Gott als alter weißer Mann? Muss nicht sein. Eine katholische Jugendorganisation diskutiert deswegen darüber, Gott* künftig zu gendern.

Der Vater, der Sohn und der heilige Geist (v.l.) Foto: Mary Evans/Walt Disney/imago images

Wenn ich zu Hause an meinem Schreibtisch sitzen würde, könnte ich mich im Bücherregal auf die Suche nach Walter Beltz’ Buch „Gott und die Götter“ begeben. Da würde ich dann, so erinnere ich es jedenfalls, finden, worauf die Katholische Junge Gemeinde (KjG) jetzt ganz von allein gekommen ist. Auf ihrem „Herbstbundesrat“ begab sich die linkskatholische Jugendorganisation „mit Sorgfalt“ auf die Suche nach „Gottesbezeichnungen, die mehr umfassen als die männlich weiße Vorstellung von Gott“. Denn: „Wie wir von Gott sprechen, prägt auch unser Menschenbild.“

Das ist zweifellos richtig, und so hatte es ja – immer nur aus der Erinnerung abgerufen, leider! – auch schon Beltz in seiner „Biblischen Mythologie“ analysiert: Dass nämlich die patriarchalisch-monotheistisch organisierten Nomadenvölker um 1300 v. Chr.* im Land Kanaan auf sehr viel diverser aufgestellte Menschen trafen, mit deren Wirtschaftsweise, Festen, Göttinnen und Göttern, Engeln, Nymphen, Faunen usw. sie sich mal freundlich, mal raufend arrangierten und sozusagen zu einem frühkatholischen Synkretimus gelangten.

Schriftliche Aufgabe A:
Übernehmen Sie den Text zur Debatte über das Gendern Gottes vollständig und Wort für Wort.

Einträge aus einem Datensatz

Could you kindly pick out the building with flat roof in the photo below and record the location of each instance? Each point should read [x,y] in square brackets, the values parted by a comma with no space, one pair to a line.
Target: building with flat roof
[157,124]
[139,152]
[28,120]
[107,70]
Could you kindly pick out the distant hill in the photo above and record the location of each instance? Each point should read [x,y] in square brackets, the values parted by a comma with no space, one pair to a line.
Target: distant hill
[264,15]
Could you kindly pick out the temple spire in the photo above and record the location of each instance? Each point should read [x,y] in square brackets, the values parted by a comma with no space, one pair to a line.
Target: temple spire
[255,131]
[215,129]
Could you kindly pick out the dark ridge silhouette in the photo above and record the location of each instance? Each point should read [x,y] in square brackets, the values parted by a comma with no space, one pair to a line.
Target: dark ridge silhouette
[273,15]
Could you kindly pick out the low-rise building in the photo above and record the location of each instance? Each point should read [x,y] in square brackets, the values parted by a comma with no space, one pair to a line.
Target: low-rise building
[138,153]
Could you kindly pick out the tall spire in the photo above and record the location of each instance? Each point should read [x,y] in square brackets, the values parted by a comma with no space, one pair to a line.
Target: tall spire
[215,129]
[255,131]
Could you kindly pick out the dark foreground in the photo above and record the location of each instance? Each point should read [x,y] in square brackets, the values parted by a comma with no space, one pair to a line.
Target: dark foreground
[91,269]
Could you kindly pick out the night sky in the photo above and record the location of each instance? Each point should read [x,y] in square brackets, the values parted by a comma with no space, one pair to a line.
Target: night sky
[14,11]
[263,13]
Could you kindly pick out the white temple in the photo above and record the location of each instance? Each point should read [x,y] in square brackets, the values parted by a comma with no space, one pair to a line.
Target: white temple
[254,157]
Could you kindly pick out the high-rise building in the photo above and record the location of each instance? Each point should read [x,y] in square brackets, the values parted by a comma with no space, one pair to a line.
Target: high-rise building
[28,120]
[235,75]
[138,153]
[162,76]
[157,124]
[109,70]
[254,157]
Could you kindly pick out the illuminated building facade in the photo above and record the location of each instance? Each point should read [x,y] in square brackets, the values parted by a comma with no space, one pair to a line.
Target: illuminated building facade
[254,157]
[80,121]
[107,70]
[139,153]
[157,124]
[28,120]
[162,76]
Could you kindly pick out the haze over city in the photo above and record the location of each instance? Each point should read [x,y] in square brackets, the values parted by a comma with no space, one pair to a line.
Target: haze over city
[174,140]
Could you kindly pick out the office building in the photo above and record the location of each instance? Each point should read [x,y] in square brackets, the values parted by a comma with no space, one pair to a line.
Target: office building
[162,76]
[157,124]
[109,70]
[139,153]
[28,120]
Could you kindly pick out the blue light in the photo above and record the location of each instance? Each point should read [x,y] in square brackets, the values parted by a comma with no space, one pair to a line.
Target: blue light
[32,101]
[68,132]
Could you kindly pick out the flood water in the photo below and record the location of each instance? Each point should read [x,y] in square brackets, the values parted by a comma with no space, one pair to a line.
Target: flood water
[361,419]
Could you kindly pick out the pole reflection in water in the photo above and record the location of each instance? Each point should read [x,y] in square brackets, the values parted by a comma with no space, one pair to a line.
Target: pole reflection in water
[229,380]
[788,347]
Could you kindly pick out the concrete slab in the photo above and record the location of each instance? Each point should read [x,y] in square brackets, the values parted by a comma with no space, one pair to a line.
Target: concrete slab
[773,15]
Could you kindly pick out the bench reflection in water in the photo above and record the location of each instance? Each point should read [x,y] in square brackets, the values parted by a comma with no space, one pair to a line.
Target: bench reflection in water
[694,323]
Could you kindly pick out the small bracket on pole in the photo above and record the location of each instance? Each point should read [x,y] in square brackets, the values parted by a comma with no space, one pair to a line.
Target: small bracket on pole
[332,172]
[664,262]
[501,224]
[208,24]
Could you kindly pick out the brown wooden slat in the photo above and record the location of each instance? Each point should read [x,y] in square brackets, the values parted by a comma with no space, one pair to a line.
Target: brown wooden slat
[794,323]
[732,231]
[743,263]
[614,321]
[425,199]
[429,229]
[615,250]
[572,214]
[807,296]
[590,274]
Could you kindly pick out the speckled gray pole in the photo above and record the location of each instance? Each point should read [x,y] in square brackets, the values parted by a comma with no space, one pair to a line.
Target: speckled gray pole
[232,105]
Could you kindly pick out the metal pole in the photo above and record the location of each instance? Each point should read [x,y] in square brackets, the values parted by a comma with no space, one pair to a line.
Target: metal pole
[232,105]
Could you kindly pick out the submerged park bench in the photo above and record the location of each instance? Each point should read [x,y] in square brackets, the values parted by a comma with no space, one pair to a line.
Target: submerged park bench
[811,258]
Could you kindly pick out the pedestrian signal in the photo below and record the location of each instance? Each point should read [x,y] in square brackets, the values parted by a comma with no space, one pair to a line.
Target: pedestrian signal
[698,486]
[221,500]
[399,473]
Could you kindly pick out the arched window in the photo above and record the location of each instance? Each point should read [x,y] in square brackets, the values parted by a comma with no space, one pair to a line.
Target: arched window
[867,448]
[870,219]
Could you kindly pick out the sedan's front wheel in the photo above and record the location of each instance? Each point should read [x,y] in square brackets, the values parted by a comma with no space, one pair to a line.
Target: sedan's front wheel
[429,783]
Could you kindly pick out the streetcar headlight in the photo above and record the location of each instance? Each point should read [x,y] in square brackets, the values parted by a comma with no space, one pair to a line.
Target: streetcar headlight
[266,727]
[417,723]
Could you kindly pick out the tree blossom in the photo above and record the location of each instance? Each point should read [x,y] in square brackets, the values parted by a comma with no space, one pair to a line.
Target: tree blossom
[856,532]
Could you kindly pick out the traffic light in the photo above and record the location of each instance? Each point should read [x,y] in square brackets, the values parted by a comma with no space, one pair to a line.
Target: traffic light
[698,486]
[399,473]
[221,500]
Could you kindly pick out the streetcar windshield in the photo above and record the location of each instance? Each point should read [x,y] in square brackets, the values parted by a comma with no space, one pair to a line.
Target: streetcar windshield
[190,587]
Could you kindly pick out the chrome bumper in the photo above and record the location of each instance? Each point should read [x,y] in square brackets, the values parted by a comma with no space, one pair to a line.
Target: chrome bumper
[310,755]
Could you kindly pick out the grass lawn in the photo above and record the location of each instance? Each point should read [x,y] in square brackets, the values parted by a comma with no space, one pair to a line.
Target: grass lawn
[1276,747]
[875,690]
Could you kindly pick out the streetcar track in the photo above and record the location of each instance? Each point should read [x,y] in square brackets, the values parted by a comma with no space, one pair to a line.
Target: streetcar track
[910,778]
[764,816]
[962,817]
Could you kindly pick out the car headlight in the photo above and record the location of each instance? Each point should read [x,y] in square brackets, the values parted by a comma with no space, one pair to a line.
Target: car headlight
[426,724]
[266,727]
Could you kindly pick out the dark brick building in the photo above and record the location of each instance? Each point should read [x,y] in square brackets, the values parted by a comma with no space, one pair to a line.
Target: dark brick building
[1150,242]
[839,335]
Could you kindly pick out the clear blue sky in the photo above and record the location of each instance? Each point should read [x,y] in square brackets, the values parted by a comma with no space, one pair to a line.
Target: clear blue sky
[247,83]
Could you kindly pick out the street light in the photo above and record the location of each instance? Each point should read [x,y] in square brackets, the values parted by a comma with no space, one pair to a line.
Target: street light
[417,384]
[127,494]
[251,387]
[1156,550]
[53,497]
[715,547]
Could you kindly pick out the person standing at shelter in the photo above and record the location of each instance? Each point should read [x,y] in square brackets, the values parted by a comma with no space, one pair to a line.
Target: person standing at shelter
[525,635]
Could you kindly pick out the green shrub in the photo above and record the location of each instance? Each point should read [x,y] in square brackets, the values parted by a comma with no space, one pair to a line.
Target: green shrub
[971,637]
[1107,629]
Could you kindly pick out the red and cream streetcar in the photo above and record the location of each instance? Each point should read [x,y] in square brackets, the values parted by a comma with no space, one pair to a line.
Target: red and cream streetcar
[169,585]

Schriftliche Aufgabe B:
Entnehmen Sie der Auflistung jede Zeile, in der das Wort „clear“ vorkommt.

Ergebnis der Aufgabe A:
Gott als alter weißer Mann? Muss nicht sein. Eine katholische Jugendorganisation diskutiert deswegen darüber, Gott* künftig zu gendern.

Der Vater, der Sohn und der heilige Geist (v.l.) Foto: Mary Evans/Walt Disney/imago images

Wenn ich zu Hause an meinem Schreibtisch sitzen würde, könnte ich mich im Bücherregal auf die Suche nach Walter Beltz’ Buch „Gott und die Götter“ begeben. Da würde ich dann, so erinnere ich es jedenfalls, finden, worauf die Katholische Junge Gemeinde (KjG) jetzt ganz von allein gekommen ist. Auf ihrem „Herbstbundesrat“ begab sich die linkskatholische Jugendorganisation „mit Sorgfalt“ auf die Suche nach „Gottesbezeichnungen, die mehr umfassen als die männlich weiße Vorstellung von Gott“. Denn: „Wie wir von Gott sprechen, prägt auch unser Menschenbild.“

Das ist zweifellos richtig, und so hatte es ja – immer nur aus der Erinnerung abgerufen, leider! – auch schon Beltz in seiner „Biblischen Mythologie“ analysiert: Dass nämlich die patriarchalisch-monotheistisch organisierten Nomadenvölker um 1300 v. Chr.* im Land Kanaan auf sehr viel diverser aufgestellte Menschen trafen, mit deren Wirtschaftsweise, Festen, Göttinnen und Göttern, Engeln, Nymphen, Faunen usw. sie sich mal freundlich, mal raufend arrangierten und sozusagen zu einem frühkatholischen Synkretimus gelangten.

Ergebnis der Aufgabe B:
Could you kindly pick out the clear blue sky in the photo above and record the location of each instance? Each point should read [x,y] in square brackets, the values parted by a comma with no space, one pair to a line.
Target: clear blue sky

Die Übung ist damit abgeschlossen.